The response should consist only of the lines from the one with "Where can the red bell" to the end of the data below, copied exactly and without pictures.
——
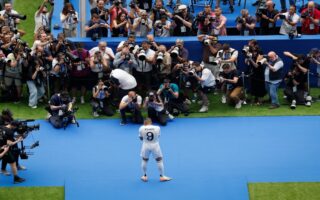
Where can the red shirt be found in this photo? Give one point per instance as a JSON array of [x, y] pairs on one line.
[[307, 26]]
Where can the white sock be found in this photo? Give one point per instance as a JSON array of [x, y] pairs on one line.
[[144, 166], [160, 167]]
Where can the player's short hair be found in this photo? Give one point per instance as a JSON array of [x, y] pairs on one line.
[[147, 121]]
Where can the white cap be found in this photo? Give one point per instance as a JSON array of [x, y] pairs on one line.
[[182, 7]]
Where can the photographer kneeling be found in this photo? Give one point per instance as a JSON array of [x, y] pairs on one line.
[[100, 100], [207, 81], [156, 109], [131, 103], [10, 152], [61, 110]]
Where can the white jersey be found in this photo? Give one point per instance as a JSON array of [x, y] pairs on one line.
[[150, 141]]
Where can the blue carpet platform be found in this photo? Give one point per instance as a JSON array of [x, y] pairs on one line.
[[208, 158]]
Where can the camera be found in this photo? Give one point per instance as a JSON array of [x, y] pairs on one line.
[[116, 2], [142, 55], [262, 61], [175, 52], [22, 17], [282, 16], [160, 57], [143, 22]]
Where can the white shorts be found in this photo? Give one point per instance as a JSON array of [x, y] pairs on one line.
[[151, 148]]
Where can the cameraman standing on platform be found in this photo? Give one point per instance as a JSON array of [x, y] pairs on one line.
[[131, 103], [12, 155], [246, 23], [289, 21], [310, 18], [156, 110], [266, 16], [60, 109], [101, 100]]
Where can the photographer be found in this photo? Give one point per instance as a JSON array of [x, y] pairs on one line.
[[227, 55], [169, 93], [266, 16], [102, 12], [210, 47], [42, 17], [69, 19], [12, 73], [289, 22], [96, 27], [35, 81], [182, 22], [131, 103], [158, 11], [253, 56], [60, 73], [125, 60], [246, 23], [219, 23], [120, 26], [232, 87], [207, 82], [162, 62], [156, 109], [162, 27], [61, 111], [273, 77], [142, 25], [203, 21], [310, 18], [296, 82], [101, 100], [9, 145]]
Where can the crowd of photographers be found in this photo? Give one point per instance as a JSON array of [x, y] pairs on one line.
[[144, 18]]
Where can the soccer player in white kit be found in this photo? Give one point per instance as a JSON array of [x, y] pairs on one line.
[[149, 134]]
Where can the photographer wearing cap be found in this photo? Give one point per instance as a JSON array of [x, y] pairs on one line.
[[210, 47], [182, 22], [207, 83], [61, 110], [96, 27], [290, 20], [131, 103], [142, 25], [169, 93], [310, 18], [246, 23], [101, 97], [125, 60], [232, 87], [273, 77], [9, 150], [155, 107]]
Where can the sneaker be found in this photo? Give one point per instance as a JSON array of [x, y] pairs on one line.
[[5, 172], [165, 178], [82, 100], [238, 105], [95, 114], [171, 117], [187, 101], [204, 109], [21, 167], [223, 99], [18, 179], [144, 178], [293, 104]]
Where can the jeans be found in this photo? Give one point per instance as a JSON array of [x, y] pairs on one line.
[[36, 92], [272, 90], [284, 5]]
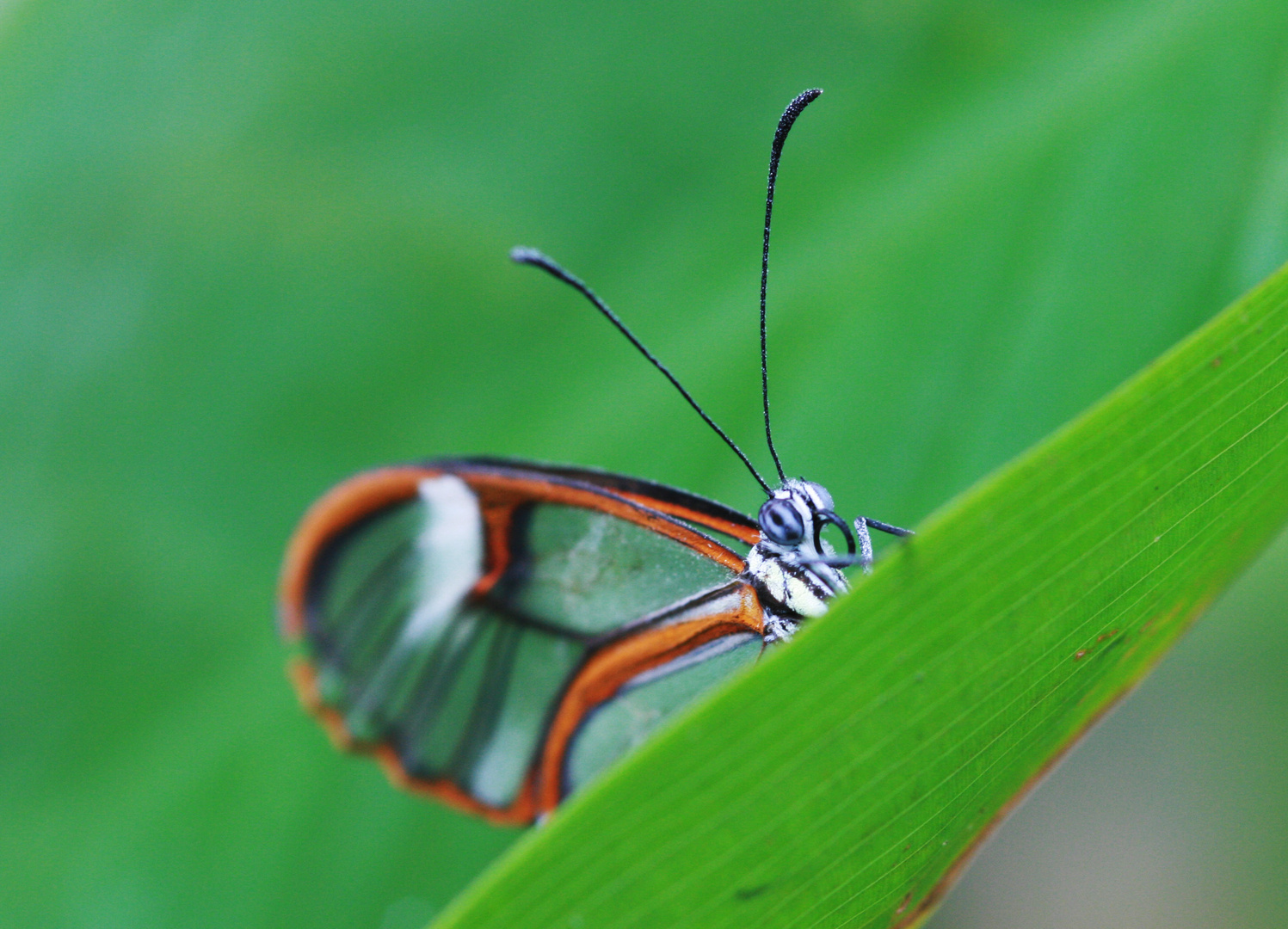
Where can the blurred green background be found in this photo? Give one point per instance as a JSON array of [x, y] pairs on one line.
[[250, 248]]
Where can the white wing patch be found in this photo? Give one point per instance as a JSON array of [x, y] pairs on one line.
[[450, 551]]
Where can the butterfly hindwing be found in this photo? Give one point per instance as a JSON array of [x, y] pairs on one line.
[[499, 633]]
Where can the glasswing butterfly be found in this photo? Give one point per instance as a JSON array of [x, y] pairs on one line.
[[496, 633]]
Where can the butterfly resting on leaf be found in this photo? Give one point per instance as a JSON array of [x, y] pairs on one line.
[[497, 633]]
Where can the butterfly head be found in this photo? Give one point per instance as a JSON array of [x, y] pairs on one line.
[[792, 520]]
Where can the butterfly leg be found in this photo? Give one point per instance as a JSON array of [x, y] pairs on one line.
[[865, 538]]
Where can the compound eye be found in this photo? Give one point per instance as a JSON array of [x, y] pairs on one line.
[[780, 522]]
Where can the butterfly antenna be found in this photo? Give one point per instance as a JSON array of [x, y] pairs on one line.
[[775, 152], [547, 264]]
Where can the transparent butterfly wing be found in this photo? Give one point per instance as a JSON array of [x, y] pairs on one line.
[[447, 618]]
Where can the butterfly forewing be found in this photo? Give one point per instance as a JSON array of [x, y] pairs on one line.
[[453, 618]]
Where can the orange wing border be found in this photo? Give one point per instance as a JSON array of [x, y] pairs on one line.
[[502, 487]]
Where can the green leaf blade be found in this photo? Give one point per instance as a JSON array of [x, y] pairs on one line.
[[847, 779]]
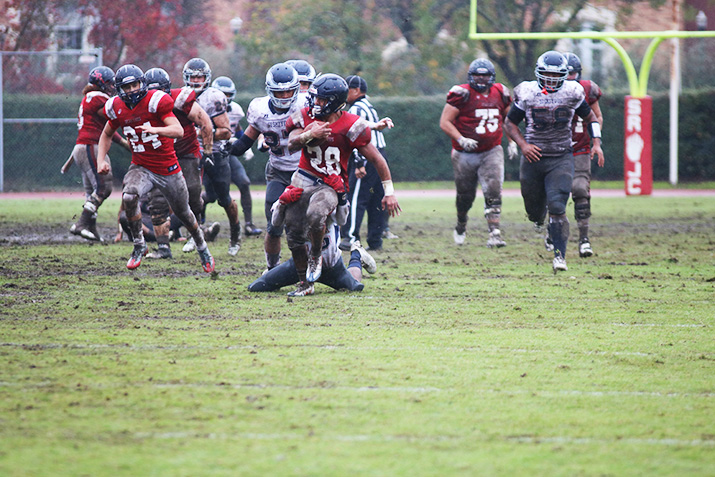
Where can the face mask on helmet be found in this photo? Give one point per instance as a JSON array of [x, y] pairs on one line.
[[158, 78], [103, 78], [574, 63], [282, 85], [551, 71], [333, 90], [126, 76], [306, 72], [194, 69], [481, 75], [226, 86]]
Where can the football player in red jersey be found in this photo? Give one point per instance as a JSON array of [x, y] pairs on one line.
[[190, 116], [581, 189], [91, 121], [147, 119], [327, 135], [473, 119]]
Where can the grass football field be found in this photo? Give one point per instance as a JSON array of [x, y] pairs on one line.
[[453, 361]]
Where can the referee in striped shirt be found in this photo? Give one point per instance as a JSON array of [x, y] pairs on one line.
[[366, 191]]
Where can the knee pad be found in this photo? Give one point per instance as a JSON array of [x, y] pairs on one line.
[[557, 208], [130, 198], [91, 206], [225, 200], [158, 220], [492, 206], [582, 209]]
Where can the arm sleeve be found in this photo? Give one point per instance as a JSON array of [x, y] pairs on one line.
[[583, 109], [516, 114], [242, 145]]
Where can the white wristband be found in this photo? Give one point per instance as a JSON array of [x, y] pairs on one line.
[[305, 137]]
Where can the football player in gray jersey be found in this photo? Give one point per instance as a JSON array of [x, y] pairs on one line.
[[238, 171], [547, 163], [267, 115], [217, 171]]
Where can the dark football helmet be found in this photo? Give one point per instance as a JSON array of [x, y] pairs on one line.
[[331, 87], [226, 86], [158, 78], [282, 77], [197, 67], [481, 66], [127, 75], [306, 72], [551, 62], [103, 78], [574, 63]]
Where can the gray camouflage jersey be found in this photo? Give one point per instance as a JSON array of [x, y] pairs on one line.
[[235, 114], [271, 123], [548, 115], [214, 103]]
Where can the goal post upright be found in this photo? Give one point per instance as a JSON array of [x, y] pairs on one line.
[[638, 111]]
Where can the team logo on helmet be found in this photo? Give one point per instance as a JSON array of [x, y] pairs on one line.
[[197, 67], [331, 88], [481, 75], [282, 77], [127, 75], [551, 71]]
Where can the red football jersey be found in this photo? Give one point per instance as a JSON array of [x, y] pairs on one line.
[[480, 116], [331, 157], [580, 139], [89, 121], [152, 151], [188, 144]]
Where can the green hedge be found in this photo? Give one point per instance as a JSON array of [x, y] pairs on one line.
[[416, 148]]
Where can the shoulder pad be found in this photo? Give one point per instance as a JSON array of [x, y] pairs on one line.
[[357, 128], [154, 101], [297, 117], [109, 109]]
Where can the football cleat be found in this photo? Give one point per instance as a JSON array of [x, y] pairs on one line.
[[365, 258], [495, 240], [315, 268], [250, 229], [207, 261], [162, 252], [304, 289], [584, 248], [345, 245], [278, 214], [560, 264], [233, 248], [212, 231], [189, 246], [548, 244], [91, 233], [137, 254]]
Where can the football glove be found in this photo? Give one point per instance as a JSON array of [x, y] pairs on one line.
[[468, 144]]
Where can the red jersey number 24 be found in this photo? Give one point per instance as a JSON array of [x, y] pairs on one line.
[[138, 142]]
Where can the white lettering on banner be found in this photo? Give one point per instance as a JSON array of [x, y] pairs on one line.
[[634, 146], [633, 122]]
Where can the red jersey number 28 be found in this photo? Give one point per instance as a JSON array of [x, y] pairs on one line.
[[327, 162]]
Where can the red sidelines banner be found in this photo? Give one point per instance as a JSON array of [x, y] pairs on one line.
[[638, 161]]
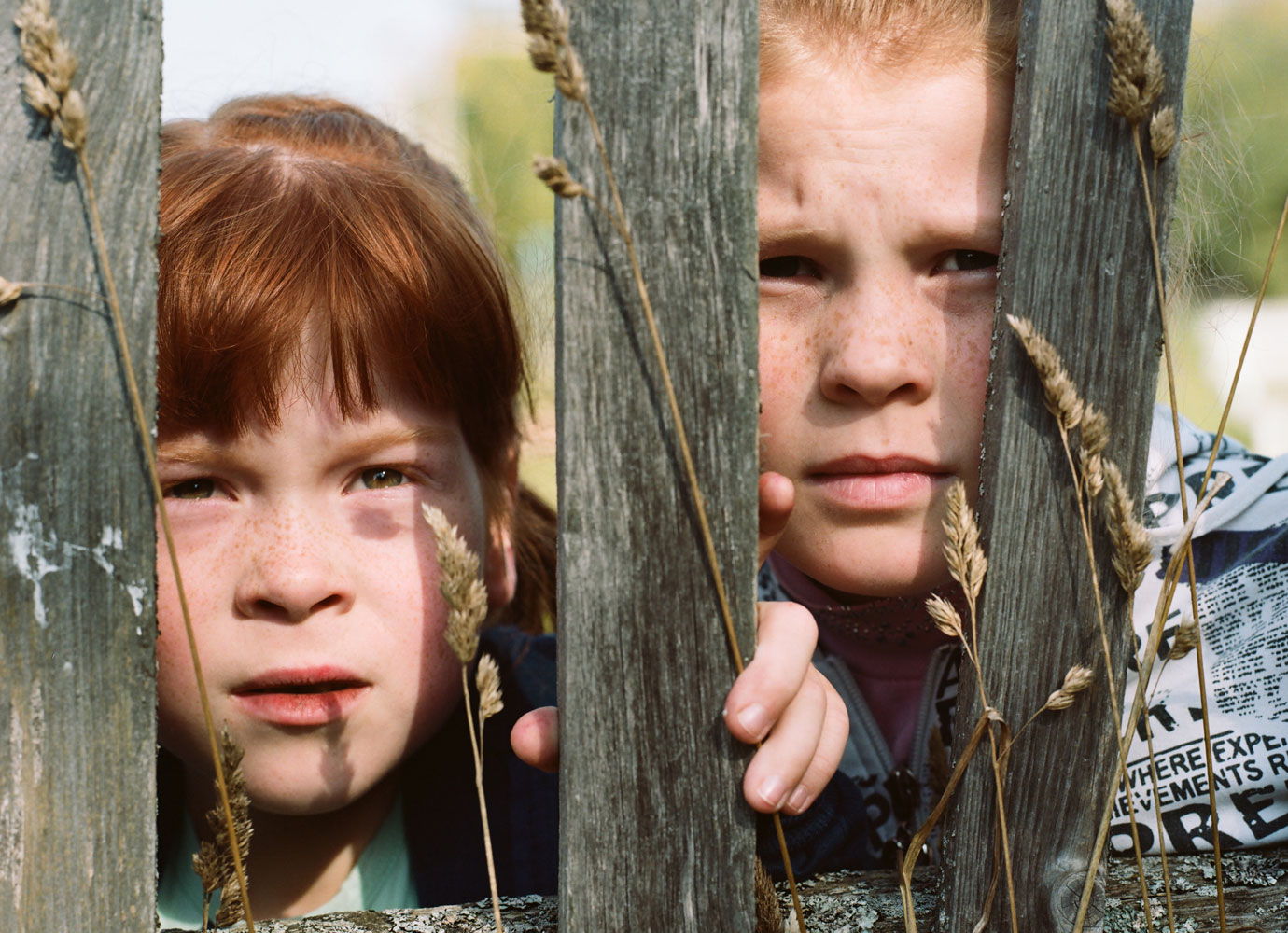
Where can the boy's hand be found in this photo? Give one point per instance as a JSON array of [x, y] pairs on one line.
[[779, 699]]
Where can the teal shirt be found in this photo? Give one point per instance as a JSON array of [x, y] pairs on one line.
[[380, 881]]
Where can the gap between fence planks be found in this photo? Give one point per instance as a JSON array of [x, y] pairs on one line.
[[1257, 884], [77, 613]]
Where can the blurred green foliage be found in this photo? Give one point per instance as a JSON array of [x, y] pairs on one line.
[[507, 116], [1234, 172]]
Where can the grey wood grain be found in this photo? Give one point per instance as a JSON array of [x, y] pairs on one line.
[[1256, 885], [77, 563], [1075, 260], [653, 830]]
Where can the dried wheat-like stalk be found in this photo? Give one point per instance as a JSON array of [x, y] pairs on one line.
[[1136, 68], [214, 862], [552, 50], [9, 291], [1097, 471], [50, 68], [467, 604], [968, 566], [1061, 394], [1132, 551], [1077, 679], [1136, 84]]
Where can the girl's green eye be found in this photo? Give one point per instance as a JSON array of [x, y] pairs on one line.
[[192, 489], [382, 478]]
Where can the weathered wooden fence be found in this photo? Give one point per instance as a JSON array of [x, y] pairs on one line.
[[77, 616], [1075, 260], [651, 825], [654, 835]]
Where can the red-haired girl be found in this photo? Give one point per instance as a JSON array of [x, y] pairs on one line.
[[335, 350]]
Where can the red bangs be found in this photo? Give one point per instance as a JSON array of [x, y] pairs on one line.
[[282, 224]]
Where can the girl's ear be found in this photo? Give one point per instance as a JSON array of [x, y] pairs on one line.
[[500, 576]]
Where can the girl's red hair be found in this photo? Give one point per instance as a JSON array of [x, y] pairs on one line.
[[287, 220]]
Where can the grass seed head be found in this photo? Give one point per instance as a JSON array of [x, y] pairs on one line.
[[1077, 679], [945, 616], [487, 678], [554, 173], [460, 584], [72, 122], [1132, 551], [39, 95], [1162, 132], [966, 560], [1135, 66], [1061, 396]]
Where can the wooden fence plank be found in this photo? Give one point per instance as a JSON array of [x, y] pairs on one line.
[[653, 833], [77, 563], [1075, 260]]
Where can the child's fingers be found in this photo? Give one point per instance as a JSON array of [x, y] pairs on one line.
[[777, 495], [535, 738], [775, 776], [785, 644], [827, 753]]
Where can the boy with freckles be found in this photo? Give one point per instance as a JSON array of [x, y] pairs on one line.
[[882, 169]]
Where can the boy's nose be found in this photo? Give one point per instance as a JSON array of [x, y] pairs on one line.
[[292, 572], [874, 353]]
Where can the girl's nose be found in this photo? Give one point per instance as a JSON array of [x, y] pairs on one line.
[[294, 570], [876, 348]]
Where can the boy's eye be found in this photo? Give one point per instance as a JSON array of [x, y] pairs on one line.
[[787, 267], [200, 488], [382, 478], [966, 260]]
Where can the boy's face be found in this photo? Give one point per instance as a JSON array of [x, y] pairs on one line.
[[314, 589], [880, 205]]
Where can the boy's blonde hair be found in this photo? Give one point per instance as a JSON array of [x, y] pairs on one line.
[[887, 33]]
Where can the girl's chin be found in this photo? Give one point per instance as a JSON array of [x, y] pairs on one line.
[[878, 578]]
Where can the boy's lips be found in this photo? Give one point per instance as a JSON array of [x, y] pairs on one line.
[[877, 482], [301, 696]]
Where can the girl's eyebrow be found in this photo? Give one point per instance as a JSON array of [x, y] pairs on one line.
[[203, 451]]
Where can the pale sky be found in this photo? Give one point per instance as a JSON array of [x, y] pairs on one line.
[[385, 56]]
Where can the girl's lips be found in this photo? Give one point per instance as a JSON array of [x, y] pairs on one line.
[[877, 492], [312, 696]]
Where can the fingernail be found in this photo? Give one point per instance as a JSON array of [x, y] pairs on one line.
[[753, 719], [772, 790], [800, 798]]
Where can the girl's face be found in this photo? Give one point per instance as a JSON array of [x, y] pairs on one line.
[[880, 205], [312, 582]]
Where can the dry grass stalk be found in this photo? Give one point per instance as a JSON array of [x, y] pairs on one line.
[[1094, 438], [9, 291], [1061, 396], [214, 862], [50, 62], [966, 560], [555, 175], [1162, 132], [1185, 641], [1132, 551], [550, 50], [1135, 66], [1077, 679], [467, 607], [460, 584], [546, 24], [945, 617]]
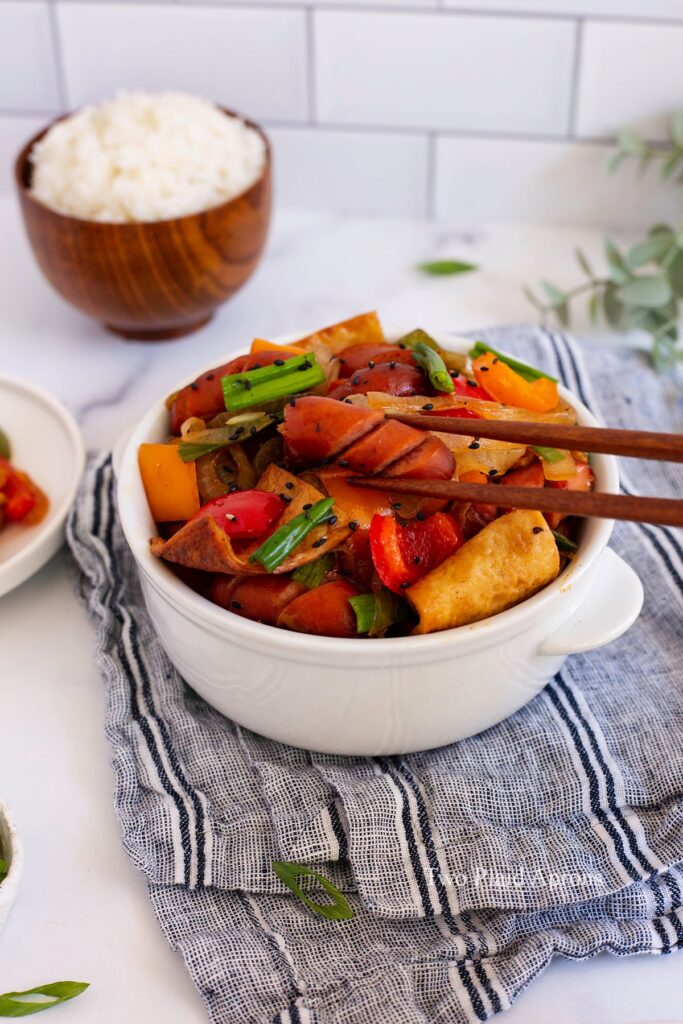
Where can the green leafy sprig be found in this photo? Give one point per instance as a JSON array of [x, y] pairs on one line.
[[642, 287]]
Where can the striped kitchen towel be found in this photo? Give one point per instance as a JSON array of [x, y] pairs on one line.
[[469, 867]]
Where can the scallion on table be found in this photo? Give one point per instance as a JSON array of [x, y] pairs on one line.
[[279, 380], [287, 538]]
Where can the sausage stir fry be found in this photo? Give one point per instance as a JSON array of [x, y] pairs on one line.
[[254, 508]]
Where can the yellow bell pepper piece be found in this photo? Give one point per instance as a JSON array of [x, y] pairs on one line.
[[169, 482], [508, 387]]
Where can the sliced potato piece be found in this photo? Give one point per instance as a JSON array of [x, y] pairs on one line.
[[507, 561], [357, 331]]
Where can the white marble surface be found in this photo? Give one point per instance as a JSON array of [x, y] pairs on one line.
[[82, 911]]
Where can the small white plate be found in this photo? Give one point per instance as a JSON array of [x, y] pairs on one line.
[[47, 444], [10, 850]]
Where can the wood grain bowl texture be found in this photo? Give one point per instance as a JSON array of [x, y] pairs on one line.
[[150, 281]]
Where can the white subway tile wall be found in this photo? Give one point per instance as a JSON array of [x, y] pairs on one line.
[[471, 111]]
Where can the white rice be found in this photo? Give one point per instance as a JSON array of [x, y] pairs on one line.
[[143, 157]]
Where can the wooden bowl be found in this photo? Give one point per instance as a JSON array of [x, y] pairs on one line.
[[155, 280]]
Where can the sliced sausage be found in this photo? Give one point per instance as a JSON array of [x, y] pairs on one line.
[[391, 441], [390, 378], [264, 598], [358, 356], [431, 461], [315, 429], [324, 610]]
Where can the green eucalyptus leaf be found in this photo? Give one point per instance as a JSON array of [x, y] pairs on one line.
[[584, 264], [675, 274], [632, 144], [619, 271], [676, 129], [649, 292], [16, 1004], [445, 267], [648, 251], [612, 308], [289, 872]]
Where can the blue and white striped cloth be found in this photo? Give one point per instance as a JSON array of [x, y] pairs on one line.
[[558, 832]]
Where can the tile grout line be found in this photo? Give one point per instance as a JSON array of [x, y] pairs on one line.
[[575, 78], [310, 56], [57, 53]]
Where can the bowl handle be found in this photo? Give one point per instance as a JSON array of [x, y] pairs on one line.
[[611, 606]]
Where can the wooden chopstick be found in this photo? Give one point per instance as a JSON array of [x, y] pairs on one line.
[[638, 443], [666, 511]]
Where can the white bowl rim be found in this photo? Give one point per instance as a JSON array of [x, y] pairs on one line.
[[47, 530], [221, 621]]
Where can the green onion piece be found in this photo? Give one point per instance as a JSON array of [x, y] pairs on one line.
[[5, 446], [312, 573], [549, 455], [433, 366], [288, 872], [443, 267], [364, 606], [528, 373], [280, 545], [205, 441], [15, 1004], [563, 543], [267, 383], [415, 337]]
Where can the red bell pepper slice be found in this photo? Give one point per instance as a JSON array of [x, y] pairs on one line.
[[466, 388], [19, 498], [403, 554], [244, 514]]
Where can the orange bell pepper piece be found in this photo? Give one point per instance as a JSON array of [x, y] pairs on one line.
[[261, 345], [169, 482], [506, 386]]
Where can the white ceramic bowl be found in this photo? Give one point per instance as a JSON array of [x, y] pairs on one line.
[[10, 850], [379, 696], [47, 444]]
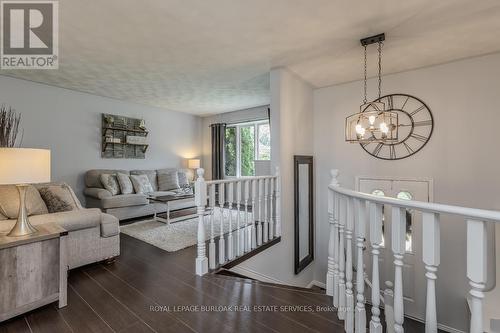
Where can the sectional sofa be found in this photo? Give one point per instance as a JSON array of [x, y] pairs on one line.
——
** ANSWER **
Where can the red bell pepper slice be found in this photo? Give one point per instance as a JSON array of [x, y] pairs on one line.
[[466, 388], [19, 498], [403, 554], [244, 514]]
Where can the orange bell pepper piece be found in this photo? Give one point per instance as a JSON array of [x, y] pairs on one line.
[[261, 345], [169, 482], [506, 386]]
Where can the white ceramic bowl be found in this photo? Give one point per instance as a JSON array of [x, y] pairs on one line.
[[10, 850], [379, 696], [47, 444]]
Where can the sectional sofa be found in this photo? Give one point per instance as a JSON array of [x, y] pairs on one line.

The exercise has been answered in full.